THE EXERCISE
Print out the entries below with no edits.

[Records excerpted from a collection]
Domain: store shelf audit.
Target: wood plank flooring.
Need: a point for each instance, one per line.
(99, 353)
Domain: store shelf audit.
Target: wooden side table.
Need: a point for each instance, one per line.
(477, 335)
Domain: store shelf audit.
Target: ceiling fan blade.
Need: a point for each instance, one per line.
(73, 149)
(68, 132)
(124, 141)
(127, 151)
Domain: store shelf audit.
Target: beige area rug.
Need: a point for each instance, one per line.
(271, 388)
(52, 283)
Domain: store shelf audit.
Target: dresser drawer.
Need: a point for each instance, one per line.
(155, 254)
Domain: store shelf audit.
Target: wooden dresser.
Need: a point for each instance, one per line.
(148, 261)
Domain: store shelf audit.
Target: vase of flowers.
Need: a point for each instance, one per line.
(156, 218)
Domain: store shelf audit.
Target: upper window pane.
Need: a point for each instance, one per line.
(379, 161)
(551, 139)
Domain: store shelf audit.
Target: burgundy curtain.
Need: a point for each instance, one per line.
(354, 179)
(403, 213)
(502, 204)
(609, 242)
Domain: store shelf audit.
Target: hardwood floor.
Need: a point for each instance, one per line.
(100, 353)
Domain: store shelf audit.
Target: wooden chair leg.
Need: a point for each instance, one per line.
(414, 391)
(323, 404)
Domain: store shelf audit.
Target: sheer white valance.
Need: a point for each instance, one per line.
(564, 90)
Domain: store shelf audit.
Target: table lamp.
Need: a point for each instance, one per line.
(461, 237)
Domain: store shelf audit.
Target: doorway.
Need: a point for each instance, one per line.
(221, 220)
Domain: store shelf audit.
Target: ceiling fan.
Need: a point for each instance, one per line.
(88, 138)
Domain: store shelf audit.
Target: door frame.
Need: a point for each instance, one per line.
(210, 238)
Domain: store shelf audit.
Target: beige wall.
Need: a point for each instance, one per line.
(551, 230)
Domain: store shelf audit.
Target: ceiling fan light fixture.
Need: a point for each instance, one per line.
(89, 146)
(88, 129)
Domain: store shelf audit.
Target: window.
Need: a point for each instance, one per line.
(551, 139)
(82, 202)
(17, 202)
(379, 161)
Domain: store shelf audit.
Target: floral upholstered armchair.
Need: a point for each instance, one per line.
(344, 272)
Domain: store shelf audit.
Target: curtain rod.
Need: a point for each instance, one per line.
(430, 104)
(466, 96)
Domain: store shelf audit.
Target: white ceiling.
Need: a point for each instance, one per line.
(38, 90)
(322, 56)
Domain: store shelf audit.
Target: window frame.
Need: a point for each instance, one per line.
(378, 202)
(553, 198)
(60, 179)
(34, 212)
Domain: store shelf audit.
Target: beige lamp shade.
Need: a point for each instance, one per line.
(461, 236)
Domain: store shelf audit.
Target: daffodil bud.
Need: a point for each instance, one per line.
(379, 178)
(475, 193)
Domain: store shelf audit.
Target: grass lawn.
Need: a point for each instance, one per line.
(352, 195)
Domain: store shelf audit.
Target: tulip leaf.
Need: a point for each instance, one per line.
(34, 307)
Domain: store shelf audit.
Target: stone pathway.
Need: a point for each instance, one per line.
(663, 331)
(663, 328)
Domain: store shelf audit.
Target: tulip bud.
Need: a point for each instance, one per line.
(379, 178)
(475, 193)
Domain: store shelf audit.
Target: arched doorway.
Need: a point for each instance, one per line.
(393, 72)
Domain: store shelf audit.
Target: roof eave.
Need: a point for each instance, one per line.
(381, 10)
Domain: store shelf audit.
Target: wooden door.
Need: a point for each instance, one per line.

SOLUTION TO THIS PROBLEM
Domain: store shelf audit.
Target: wood plank flooring.
Need: a point for each instance, one per line.
(99, 353)
Domain: store shelf audit.
Target: wooden side table.
Need: a point for each instance, one per line.
(477, 335)
Domain: store shelf audit.
Target: ceiling fan blade.
Need: a point for each instance, one per line.
(73, 149)
(68, 132)
(124, 141)
(127, 151)
Domain: store shelf audit.
Target: beige area rug.
Need: a point for each instance, one per line.
(271, 388)
(52, 283)
Domain: store shelf audit.
Target: dresser drawer.
Need: a point for each instance, one per line.
(155, 254)
Domain: store shelf audit.
Target: wooden dresser.
Need: a point for each instance, one per line.
(148, 261)
Domain: store shelf audit.
Target: vase of flowers.
Need: a point for each instance, one per line.
(156, 218)
Domain: store shelf audit.
Target: upper window pane.
Need: a point for each instance, one per line.
(379, 161)
(551, 139)
Domain: store shelf audit.
Target: burgundy curtain.
Need: a point for each instance, one per line.
(354, 179)
(403, 213)
(502, 204)
(609, 242)
Domain: store shelf audit.
Target: hardwood floor.
Need: a point for each instance, one per line.
(100, 353)
Domain: store shelf audit.
Target: wooden chair leg.
Need: a point for each instance, one per line.
(414, 391)
(323, 404)
Domain: store shelf audit.
Target: sheer white valance.
Need: a point for each instance, one per line.
(564, 90)
Domain: store shelf audit.
Target: table lamp.
Need: a point for each instance, one per line.
(461, 237)
Domain: store shelf audit.
Target: doorway.
Need: a point for each instance, one per line.
(221, 220)
Domain: store shelf audit.
Target: ceiling fan.
Need: a point for each instance, one per line.
(88, 138)
Domain: store shelf audit.
Target: door frame.
Need: a point for each instance, one per line.
(210, 238)
Domain: store shelf audit.
Target: beige wall.
Need: a point for each instance, one per line.
(551, 230)
Domain: store shelf audit.
Target: ceiling fan light fixture.
Need: a point for each instance, one per line.
(89, 146)
(88, 129)
Domain: store shelf audit.
Target: window.
Need: a point for each instance, one per line.
(551, 139)
(82, 202)
(17, 202)
(379, 161)
Domain: store shelf audit.
Target: floral upholstered armchair.
Need: a point for each instance, one per line.
(344, 272)
Domain: store shelf audit.
Target: curtain rod.
Need: a point for each instance, one per line.
(430, 104)
(466, 96)
Domain: store shelf audit.
Target: white ceiling.
Need: a point for each instance, one per line.
(38, 90)
(322, 56)
Domain: store shelf audit.
Target: window frame.
Need: a point for each instance, one per line.
(378, 202)
(553, 198)
(60, 179)
(34, 212)
Domain: store shelf audit.
Target: beige lamp shade.
Need: a point for each instance, one per line.
(461, 236)
Domain: store shelf audit.
Target: daffodil bud.
Need: a point for each instance, one per line.
(379, 178)
(475, 193)
Domain: store shelf audit.
Target: grass lawn.
Need: a point for each instance, one per line.
(352, 195)
Domain: store shelf audit.
Target: tulip leaf.
Need: a point for each instance, one per line.
(34, 307)
Domain: store shelf audit.
Target: stone pathway.
Need: a point for each instance, one per line.
(663, 331)
(663, 328)
Domain: store shelf audit.
Target: tulip bud.
Need: a point for each instance, one per line.
(379, 178)
(475, 193)
Domain: store shelf audit.
Target: arched doorway.
Need: a point for each instance, one per line.
(393, 72)
Domain: store shelf audit.
Target: roof eave.
Need: a point for each instance, one per line.
(381, 10)
Domain: store shelf audit.
Target: wooden door.
Need: a point for each instance, one per line.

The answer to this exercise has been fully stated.